Exercise details
Please repeat the lines below word for word, leaving out the pictures.

Material supplied
[Start]

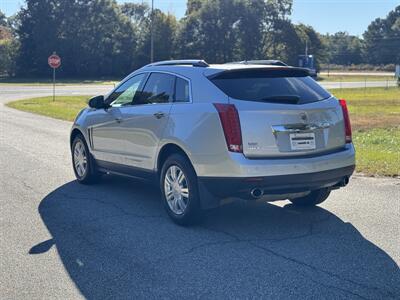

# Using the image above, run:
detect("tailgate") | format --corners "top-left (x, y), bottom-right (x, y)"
top-left (230, 97), bottom-right (345, 158)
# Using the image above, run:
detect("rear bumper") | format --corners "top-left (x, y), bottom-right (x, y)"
top-left (199, 165), bottom-right (355, 208)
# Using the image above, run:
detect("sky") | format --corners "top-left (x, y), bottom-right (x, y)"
top-left (0, 0), bottom-right (400, 36)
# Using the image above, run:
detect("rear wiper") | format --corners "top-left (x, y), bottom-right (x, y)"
top-left (256, 95), bottom-right (300, 104)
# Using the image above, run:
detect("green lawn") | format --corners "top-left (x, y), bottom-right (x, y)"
top-left (7, 88), bottom-right (400, 176)
top-left (353, 127), bottom-right (400, 176)
top-left (7, 96), bottom-right (90, 121)
top-left (317, 74), bottom-right (396, 82)
top-left (0, 77), bottom-right (119, 85)
top-left (331, 87), bottom-right (400, 130)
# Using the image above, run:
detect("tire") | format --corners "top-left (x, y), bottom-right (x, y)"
top-left (71, 134), bottom-right (101, 184)
top-left (160, 154), bottom-right (202, 226)
top-left (289, 189), bottom-right (331, 206)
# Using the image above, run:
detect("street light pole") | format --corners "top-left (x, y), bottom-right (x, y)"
top-left (150, 0), bottom-right (154, 62)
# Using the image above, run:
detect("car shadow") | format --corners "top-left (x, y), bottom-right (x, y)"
top-left (34, 176), bottom-right (400, 299)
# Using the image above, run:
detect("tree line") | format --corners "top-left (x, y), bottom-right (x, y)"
top-left (0, 0), bottom-right (400, 77)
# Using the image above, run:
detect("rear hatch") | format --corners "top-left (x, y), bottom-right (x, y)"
top-left (209, 68), bottom-right (345, 158)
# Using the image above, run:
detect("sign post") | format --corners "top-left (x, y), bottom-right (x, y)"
top-left (47, 52), bottom-right (61, 101)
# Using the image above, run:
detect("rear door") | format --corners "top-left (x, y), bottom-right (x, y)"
top-left (211, 68), bottom-right (345, 158)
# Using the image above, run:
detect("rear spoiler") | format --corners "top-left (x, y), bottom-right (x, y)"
top-left (207, 66), bottom-right (310, 80)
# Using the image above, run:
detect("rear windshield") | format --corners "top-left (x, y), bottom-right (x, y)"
top-left (209, 69), bottom-right (330, 104)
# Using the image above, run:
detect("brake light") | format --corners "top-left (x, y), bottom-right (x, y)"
top-left (339, 99), bottom-right (352, 143)
top-left (214, 103), bottom-right (243, 153)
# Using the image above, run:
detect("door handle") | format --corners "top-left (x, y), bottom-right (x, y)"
top-left (154, 112), bottom-right (164, 119)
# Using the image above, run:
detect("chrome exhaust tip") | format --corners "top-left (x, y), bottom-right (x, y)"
top-left (250, 188), bottom-right (264, 199)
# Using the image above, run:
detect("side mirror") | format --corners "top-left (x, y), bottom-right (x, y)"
top-left (88, 96), bottom-right (107, 109)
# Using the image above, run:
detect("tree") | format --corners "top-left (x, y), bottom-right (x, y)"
top-left (121, 3), bottom-right (178, 68)
top-left (0, 11), bottom-right (18, 76)
top-left (178, 0), bottom-right (292, 62)
top-left (363, 5), bottom-right (400, 64)
top-left (0, 10), bottom-right (7, 26)
top-left (17, 0), bottom-right (135, 77)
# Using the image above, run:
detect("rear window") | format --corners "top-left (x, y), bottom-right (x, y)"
top-left (209, 69), bottom-right (330, 104)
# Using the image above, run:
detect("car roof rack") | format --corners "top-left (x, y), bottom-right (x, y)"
top-left (228, 59), bottom-right (288, 67)
top-left (147, 59), bottom-right (210, 68)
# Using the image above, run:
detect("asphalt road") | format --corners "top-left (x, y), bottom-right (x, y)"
top-left (0, 87), bottom-right (400, 299)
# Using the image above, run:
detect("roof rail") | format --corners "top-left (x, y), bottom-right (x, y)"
top-left (146, 59), bottom-right (210, 68)
top-left (225, 59), bottom-right (288, 66)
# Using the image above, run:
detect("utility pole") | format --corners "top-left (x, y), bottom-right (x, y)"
top-left (305, 39), bottom-right (308, 57)
top-left (150, 0), bottom-right (154, 62)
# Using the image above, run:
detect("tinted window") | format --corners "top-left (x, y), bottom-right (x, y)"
top-left (175, 77), bottom-right (190, 102)
top-left (107, 74), bottom-right (146, 106)
top-left (134, 73), bottom-right (175, 104)
top-left (211, 69), bottom-right (330, 104)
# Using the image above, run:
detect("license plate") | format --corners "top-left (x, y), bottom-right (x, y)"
top-left (290, 132), bottom-right (315, 150)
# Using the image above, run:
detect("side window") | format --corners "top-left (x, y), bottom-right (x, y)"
top-left (133, 73), bottom-right (175, 104)
top-left (107, 74), bottom-right (146, 107)
top-left (175, 77), bottom-right (190, 102)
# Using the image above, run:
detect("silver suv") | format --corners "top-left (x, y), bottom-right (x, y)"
top-left (71, 60), bottom-right (355, 224)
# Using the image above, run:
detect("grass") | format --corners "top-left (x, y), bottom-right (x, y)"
top-left (317, 75), bottom-right (396, 82)
top-left (353, 127), bottom-right (400, 176)
top-left (7, 87), bottom-right (400, 176)
top-left (333, 87), bottom-right (400, 176)
top-left (331, 87), bottom-right (400, 131)
top-left (6, 96), bottom-right (89, 121)
top-left (0, 77), bottom-right (119, 86)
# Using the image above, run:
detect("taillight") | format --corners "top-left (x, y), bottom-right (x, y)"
top-left (339, 99), bottom-right (352, 143)
top-left (214, 103), bottom-right (243, 153)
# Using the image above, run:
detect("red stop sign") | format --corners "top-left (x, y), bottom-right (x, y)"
top-left (47, 54), bottom-right (61, 69)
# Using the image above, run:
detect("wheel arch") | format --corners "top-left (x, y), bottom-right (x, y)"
top-left (69, 128), bottom-right (85, 147)
top-left (156, 143), bottom-right (196, 175)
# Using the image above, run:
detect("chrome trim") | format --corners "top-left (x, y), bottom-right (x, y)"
top-left (271, 122), bottom-right (332, 135)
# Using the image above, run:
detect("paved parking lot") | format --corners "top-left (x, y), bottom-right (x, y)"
top-left (0, 87), bottom-right (400, 299)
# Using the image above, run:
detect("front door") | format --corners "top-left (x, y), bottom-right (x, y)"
top-left (120, 72), bottom-right (175, 170)
top-left (89, 74), bottom-right (147, 164)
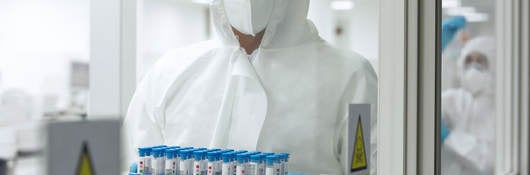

[End]

The output
# Using the image above, run:
detect("tailgate") | format --corners "top-left (x, y), bottom-right (x, y)"
top-left (230, 97), bottom-right (345, 158)
# Using the image above, run:
detect("rear bumper") | format --corners "top-left (x, y), bottom-right (x, y)"
top-left (199, 165), bottom-right (355, 208)
# Using the image above, run:
detect("sky") | format --corners "top-left (x, y), bottom-right (x, y)"
top-left (0, 0), bottom-right (400, 36)
# Using the image above, run:
detect("rear wiper") | format --corners "top-left (x, y), bottom-right (x, y)"
top-left (256, 95), bottom-right (300, 104)
# Using the image above, run:
detect("green lawn") | format --corners "top-left (x, y), bottom-right (x, y)"
top-left (7, 88), bottom-right (400, 176)
top-left (353, 127), bottom-right (400, 176)
top-left (7, 96), bottom-right (90, 121)
top-left (317, 74), bottom-right (396, 82)
top-left (0, 77), bottom-right (119, 85)
top-left (331, 87), bottom-right (400, 130)
# Using the image above, run:
detect("tire") | format --corners "top-left (x, y), bottom-right (x, y)"
top-left (71, 134), bottom-right (101, 184)
top-left (160, 154), bottom-right (202, 226)
top-left (289, 189), bottom-right (331, 206)
# Using the image above, run:
detect("street light pole") | format --corners "top-left (x, y), bottom-right (x, y)"
top-left (150, 0), bottom-right (154, 62)
# Using the image above, run:
detect("car shadow") | format --corners "top-left (x, y), bottom-right (x, y)"
top-left (34, 176), bottom-right (400, 299)
# Using the image above, run:
detect("tree line") | format --corners "top-left (x, y), bottom-right (x, y)"
top-left (0, 0), bottom-right (400, 77)
# Using the image above, run:
detect("rear hatch") | format --corners "top-left (x, y), bottom-right (x, y)"
top-left (209, 68), bottom-right (345, 158)
# Using the image above, run:
detect("sign post") | format --corners "top-left (x, y), bottom-right (x, y)"
top-left (47, 52), bottom-right (61, 101)
# Using the image above, run:
detect("rear door") | format --corners "top-left (x, y), bottom-right (x, y)"
top-left (211, 68), bottom-right (345, 158)
# Using the image above, run:
detect("rear spoiler") | format --corners "top-left (x, y), bottom-right (x, y)"
top-left (207, 66), bottom-right (310, 80)
# Using the image above, run:
detect("rear windshield") | format --corners "top-left (x, y), bottom-right (x, y)"
top-left (209, 69), bottom-right (330, 104)
# Using the image above, run:
detect("brake light") | format --corners "top-left (x, y), bottom-right (x, y)"
top-left (339, 99), bottom-right (352, 143)
top-left (214, 103), bottom-right (243, 153)
# Using the image above, run:
detect("door handle") | format --corners "top-left (x, y), bottom-right (x, y)"
top-left (154, 112), bottom-right (164, 119)
# Using the image above, run:
detect("chrome exhaust tip") | format --corners "top-left (x, y), bottom-right (x, y)"
top-left (250, 188), bottom-right (264, 199)
# Using the image above, run:
detect("side mirror") | format --corners "top-left (x, y), bottom-right (x, y)"
top-left (88, 96), bottom-right (107, 109)
# Using the image above, run:
detect("tree") | format --corners "top-left (x, y), bottom-right (x, y)"
top-left (121, 3), bottom-right (178, 68)
top-left (0, 11), bottom-right (18, 76)
top-left (178, 0), bottom-right (292, 62)
top-left (363, 5), bottom-right (400, 64)
top-left (0, 10), bottom-right (7, 26)
top-left (17, 0), bottom-right (135, 77)
# Using the image above, run:
detect("rear window") | format --corners "top-left (x, y), bottom-right (x, y)"
top-left (209, 69), bottom-right (330, 104)
# Using the image above, run:
detect("car roof rack") | format --corners "top-left (x, y), bottom-right (x, y)"
top-left (228, 59), bottom-right (288, 67)
top-left (147, 59), bottom-right (210, 68)
# Using the image above, run:
detect("asphalt road") | format --corners "top-left (x, y), bottom-right (x, y)"
top-left (0, 87), bottom-right (400, 299)
# Using the image above, run:
detect("roof rail") | format --corners "top-left (x, y), bottom-right (x, y)"
top-left (146, 59), bottom-right (210, 68)
top-left (225, 59), bottom-right (288, 66)
# Using the image above, run:
detect("utility pole") | format --corners "top-left (x, y), bottom-right (x, y)"
top-left (305, 39), bottom-right (308, 57)
top-left (150, 0), bottom-right (154, 62)
# Using the image above, run:
detect("tinted window") | format --corners "top-left (x, y), bottom-right (x, y)"
top-left (175, 77), bottom-right (190, 102)
top-left (107, 74), bottom-right (146, 106)
top-left (134, 73), bottom-right (175, 104)
top-left (211, 69), bottom-right (330, 104)
# Using the image above, run:
detect("license plate") | format --corners "top-left (x, y), bottom-right (x, y)"
top-left (290, 132), bottom-right (315, 150)
# Using the image above, run:
detect("side window") | format --corners "top-left (x, y), bottom-right (x, y)"
top-left (133, 73), bottom-right (175, 104)
top-left (107, 74), bottom-right (146, 107)
top-left (175, 77), bottom-right (190, 102)
# Using the image above, run:
detect("silver suv") | format --corners "top-left (x, y), bottom-right (x, y)"
top-left (71, 60), bottom-right (355, 224)
# Using the image above, run:
detect("grass") | format --corners "top-left (x, y), bottom-right (x, y)"
top-left (317, 75), bottom-right (396, 82)
top-left (353, 127), bottom-right (400, 176)
top-left (7, 87), bottom-right (400, 176)
top-left (333, 87), bottom-right (400, 176)
top-left (331, 87), bottom-right (400, 131)
top-left (6, 96), bottom-right (89, 121)
top-left (0, 77), bottom-right (119, 86)
# Using the image above, run:
detect("taillight") | format --corners "top-left (x, y), bottom-right (x, y)"
top-left (339, 99), bottom-right (352, 143)
top-left (214, 103), bottom-right (243, 153)
# Using the image above, run:
detect("red stop sign") | format --corners "top-left (x, y), bottom-right (x, y)"
top-left (47, 54), bottom-right (61, 69)
# Using the image above, run:
detect("wheel arch") | format --corners "top-left (x, y), bottom-right (x, y)"
top-left (69, 128), bottom-right (85, 147)
top-left (156, 143), bottom-right (196, 175)
# Using the image above, run:
detect("chrome trim") | format --corners "top-left (x, y), bottom-right (x, y)"
top-left (271, 122), bottom-right (332, 135)
# Using the image above, run:
detect("paved parking lot") | format --corners "top-left (x, y), bottom-right (x, y)"
top-left (0, 87), bottom-right (400, 299)
# Using the image above, run:
detect("front door") | format --corners "top-left (x, y), bottom-right (x, y)"
top-left (120, 72), bottom-right (175, 170)
top-left (89, 74), bottom-right (147, 164)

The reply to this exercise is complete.